Using the passage on Japan's clean electricity future, explain in one to three sentences how the Berkeley Lab report says Japan can accelerate its efforts toward carbon neutrality.

# Passage to read
<<<<

Using the latest models, Berkeley Lab examines the feasibility of a shift to renewable energy in the electricity sector in Japan, concluding that Japan can raise its share of renewable energy, mainly solar and wind, to 70% by 2035.
Climate Integrate’s report recommends policy changes essential to achieving the decarbonization of Japan’s power sector as indicated in Berkeley Lab’s “Clean Energy Scenario”, a scenario to achieve a 90% clean electricity share by 2035.
Following are summaries of each report:
Berkeley Lab’s “The 2035 Japan Report: Plummeting costs of solar, wind and batteries can accelerate Japan’s clean and independent electricity future”
In this report, Berkeley Lab examines the feasibility and reliability of a core scenario (the Clean Energy Scenario) in which Japan achieves its 2030 Basic Energy Plan, as well as reaching 90% clean energy by 2035. The results show that a 90% clean electricity share by 2035 is possible and highly economical while ensuring reliability. The report also states that by significantly increasing the share of renewable energy and electrifying other sectors with clean energy, Japan can accelerate its efforts toward carbon neutrality and advance its climate change initiatives.

>>>>

# Records shown
<<<<

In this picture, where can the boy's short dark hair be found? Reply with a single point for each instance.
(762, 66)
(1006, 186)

>>>>
<<<<

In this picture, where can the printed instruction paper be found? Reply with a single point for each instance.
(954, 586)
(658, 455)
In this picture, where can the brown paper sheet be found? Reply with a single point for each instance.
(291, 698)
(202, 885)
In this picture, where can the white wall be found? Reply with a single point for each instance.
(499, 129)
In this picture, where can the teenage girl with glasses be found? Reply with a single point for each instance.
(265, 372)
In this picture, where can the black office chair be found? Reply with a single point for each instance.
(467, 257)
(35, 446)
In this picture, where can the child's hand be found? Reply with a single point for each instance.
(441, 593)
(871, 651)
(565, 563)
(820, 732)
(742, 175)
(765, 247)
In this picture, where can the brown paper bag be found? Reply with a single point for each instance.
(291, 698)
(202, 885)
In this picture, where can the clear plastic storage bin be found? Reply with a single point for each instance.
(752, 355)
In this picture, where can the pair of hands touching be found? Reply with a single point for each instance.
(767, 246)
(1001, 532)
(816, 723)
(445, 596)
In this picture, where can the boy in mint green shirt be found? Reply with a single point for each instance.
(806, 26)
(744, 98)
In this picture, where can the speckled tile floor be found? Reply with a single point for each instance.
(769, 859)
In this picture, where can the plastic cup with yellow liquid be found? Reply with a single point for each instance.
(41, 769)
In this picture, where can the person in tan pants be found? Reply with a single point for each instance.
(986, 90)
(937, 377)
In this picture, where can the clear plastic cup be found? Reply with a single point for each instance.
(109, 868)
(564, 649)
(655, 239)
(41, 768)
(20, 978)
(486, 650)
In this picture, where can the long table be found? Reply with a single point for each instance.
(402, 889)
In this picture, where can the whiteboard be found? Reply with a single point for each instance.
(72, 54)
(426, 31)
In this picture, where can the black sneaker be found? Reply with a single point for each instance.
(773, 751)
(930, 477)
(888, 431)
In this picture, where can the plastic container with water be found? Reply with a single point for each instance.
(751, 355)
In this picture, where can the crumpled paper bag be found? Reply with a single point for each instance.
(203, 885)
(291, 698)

>>>>

# The solution
According to the Berkeley Lab report, Japan can accelerate its efforts toward carbon neutrality and advance its climate change initiatives by significantly increasing the share of renewable energy and by electrifying other sectors with clean energy.